● **What you will do**:
1 > Decide whether each statement agrees with the amplifier design text below. Answer yes or no and quote the deciding words: (a) Load pull data above millimeter-wave frequencies is easy to measure accurately. (b) The design targets a PAE of more than 10%. (c) At the same unit gate width, the eight-finger device had a higher MAG than the six-finger device.
2 > Please list every GaN HEMT device size that the amplifier design text below gives as the largest sizes with an MAG or MSG of more than 10 dB.
3 > Extend the amplifier design text below, starting after its last sentence, the one comparing the MAG of six-finger and eight-finger devices.

● **Text extract**:
####################

This paper is organized as follows: In Section 2, the above-mentioned mmWave GaN PA MMIC design process will be described in detail in sequence and simulation results will be presented. In Section 3, the designed PA is fabricated using a commercial process and the measurement results are presented, followed by conclusions in Section 4.

2. Circuit Design

In this study, we set the goal of designing an MMIC with an average output power over 8 W in the upper Ka band. Additional specifications include a power gain of more than 10 dB and a PAE of more than 10%. The design of a Ka-band PA MMIC to meet these specifications is accomplished as follows.

2.1. Load Pull Simulation

The output power from a transistor depends on the load impedance. Load pull is an essential process in power amplifier design, where the output power or power efficiency of the transistor used is investigated as a function of the load impedance at a given operating frequency and bias. At low frequencies, load pull data can be obtained through measurement by connecting an impedance tuner to the transistor to be used. However, at high frequencies above millimeter waves, the equipment setup is difficult, and the measurement error is large. Therefore, it is common to perform load pull simulation using an accurate large-signal model.

RF power is proportional to RF current and RF voltage. Therefore, if the driving voltage remains constant, the larger the size of the transistor, the greater the output power. However, as the transistor size increases, so does the parasitic capacitance. This leads to increased mismatch between current and voltage swings at high frequencies, as well as higher DC power consumption. As the size increases beyond a certain point, the incremental gains in output power diminish, leading to a decline in efficiency. Additionally, surpassing a specific threshold in transistor size leads to a decrease in high-frequency linear gain due to parasitic capacitance. This necessitates higher input power in power amplifier design. Hence, selecting the optimal GaN HEMT size requires consideration of these factors.

In this design, GaN HEMT devices with a maximum available gain (MAG) or maximum stable gain (MSG) of at least 10 dB in the Ka band, prior to load pull analysis, are chosen as the primary candidates. Figure 2a,b show the simulated MAG and stability factor according to the size of GaN HEMTs. Depending on the gate fingers and gate widths provided by the foundry, the simulated GaN HEMT devices with the largest sizes while satisfying an MAG or MSG of more than 10 dB are 6 (hereafter gate finger) × 70 (hereafter gate width) μm, 6 × 100 μm, 8 × 70 μm, and 8 × 100 μm, as shown in Figure 2a. When compared with the same unit gate width, the device with six gate fingers had a higher MAG of about 2 dB compared to the device with eight gate fingers.

####################

● **Information provided**:

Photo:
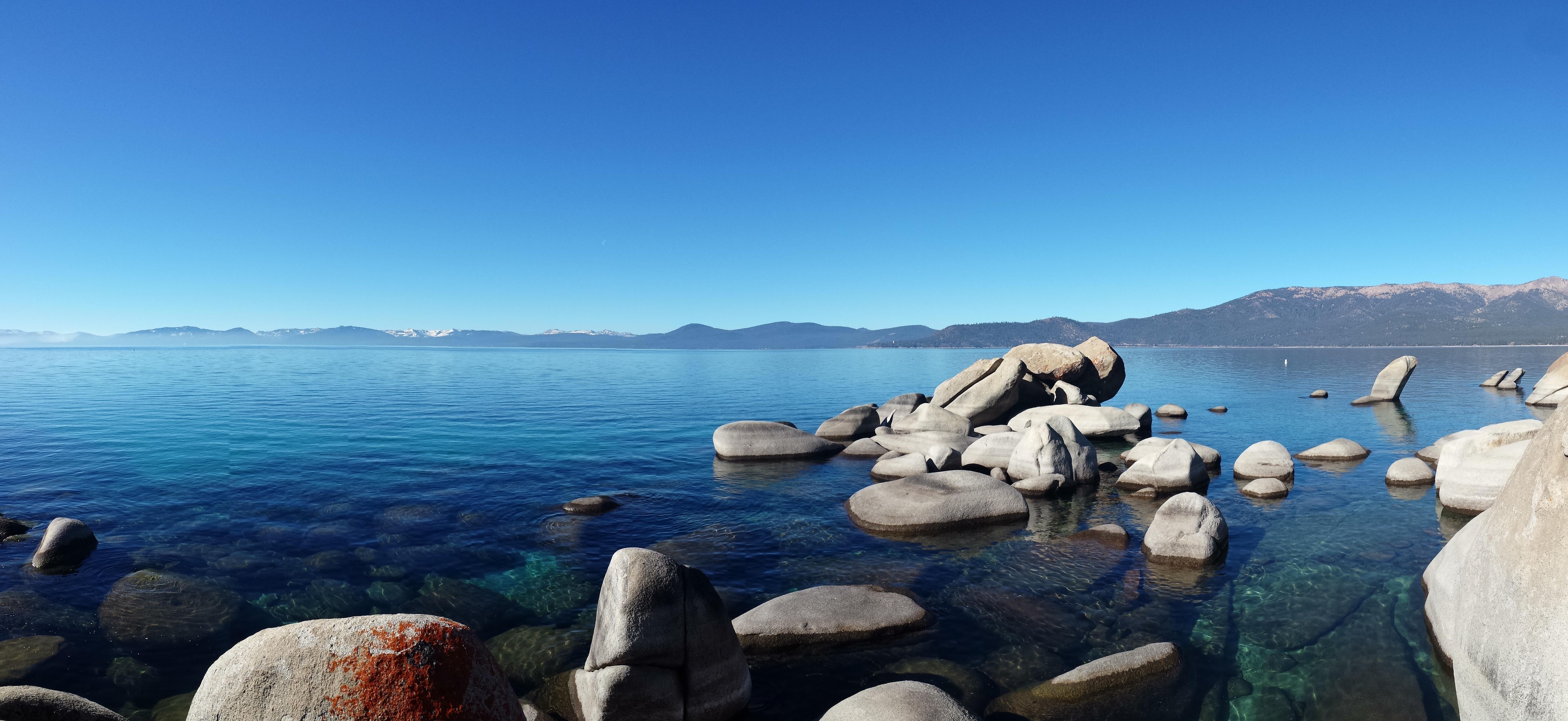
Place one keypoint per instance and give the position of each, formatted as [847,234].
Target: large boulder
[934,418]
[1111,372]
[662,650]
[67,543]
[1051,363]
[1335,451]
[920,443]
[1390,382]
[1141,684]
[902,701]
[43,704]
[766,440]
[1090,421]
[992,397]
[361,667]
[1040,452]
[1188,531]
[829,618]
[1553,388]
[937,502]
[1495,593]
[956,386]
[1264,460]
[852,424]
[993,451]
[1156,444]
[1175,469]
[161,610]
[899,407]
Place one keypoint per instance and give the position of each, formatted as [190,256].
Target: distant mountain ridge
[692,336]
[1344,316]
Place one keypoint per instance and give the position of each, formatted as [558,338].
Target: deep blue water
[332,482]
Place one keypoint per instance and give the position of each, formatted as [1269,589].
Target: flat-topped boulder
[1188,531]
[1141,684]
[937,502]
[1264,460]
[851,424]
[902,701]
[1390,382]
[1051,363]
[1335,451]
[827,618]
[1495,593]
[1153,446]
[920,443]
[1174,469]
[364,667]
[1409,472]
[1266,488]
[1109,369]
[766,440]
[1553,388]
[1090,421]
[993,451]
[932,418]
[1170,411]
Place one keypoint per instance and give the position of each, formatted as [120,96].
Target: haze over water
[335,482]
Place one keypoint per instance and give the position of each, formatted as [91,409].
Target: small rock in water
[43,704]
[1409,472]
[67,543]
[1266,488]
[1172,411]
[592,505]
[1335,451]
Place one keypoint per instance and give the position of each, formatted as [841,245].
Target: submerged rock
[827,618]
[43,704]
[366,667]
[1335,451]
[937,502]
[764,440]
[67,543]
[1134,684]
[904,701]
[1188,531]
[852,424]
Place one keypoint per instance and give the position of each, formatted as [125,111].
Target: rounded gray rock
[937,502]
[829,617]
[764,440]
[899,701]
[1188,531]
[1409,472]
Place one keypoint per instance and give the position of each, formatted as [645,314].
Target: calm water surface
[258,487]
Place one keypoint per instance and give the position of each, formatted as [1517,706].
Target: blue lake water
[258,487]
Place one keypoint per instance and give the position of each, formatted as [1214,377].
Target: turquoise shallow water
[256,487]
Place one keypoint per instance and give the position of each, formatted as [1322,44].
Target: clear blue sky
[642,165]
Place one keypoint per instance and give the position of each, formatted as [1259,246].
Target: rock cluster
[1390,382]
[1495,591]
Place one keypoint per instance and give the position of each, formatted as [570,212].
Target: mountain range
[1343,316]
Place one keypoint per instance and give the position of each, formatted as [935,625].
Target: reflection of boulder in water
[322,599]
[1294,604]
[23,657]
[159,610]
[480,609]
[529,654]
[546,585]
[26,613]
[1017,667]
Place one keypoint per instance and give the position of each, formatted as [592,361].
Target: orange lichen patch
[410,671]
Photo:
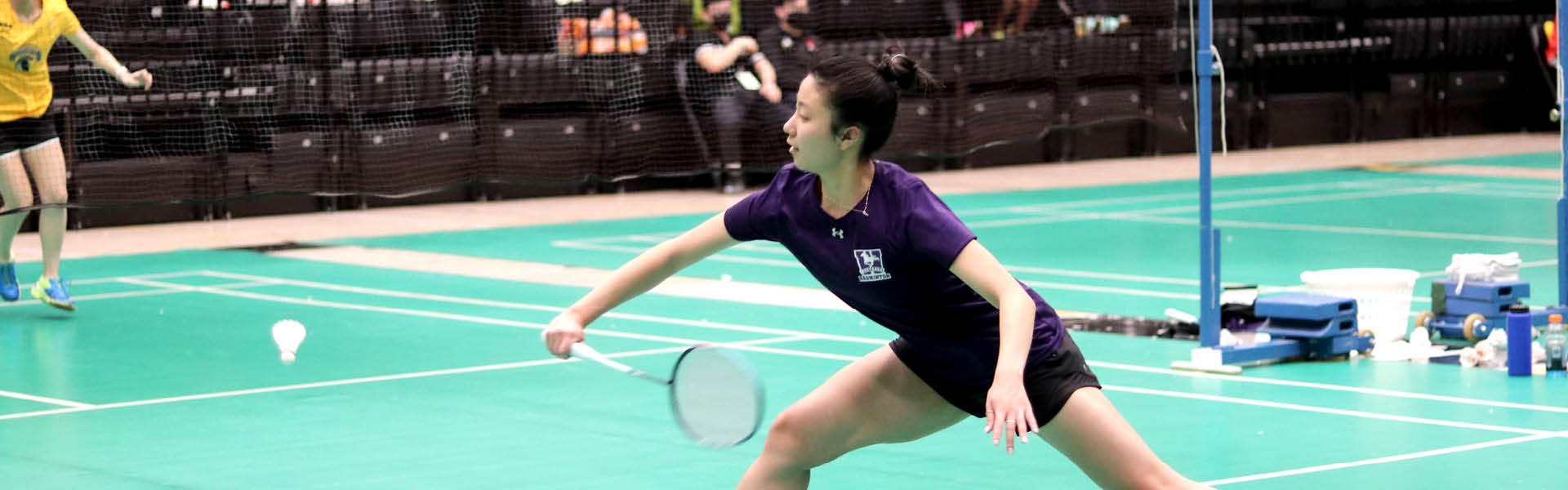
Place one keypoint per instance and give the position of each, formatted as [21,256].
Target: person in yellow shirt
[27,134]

####################

● **Written answers**:
1 >
(a) No: "at high frequencies above millimeter waves, the equipment setup is difficult, and the measurement error is large"
(b) Yes: "a PAE of more than 10%"
(c) No: "the device with six gate fingers had a higher MAG of about 2 dB compared to the device with eight gate fingers"

2 >
6 × 70 μm
6 × 100 μm
8 × 70 μm
8 × 100 μm

3 >
Load pull simulations were performed on these four transistors. First, we set the input impedance to 50 ohms and used the impedance tuner to vary the load impedance value to find the load impedance that produced the maximum output power, then performed a source pull on the input side to find the source impedance that produced the maximum output power again. Finally, with the optimal source impedance set, load pull was performed again to determine the final load impedance.

Figure 3a–d show the GaN HEMT load pull simulation results for different sizes, respectively. The drain voltage is set to 12 V and the gate voltage is set to −1 V, referring to the foundry-provided model guide document. The frequency is set to a single frequency in the Ka band and the input power is set to 25 dBm.

As shown in Figure 3a–d, the 8 × 70 μm GaN HEMT exhibited the highest PAE of about 38%, while the 8 × 100 μm device had the highest output power of about 33.4 dBm. The optimal load impedance values are 9 to 10 ohms for the 6 × 70 μm device and 5 to 6 ohms for the rest of the devices for the real part. The 8 × 100 μm GaN HEMT exhibits high output power, but its maximum PAE is approximately 32%, which is more than 4% lower than that of the other devices. Therefore, the 8 × 70 μm GaN HEMT, which offers the highest PAE and a modest 0.4 dB difference in output power, is selected as the unit cell transistor for the power amplifier.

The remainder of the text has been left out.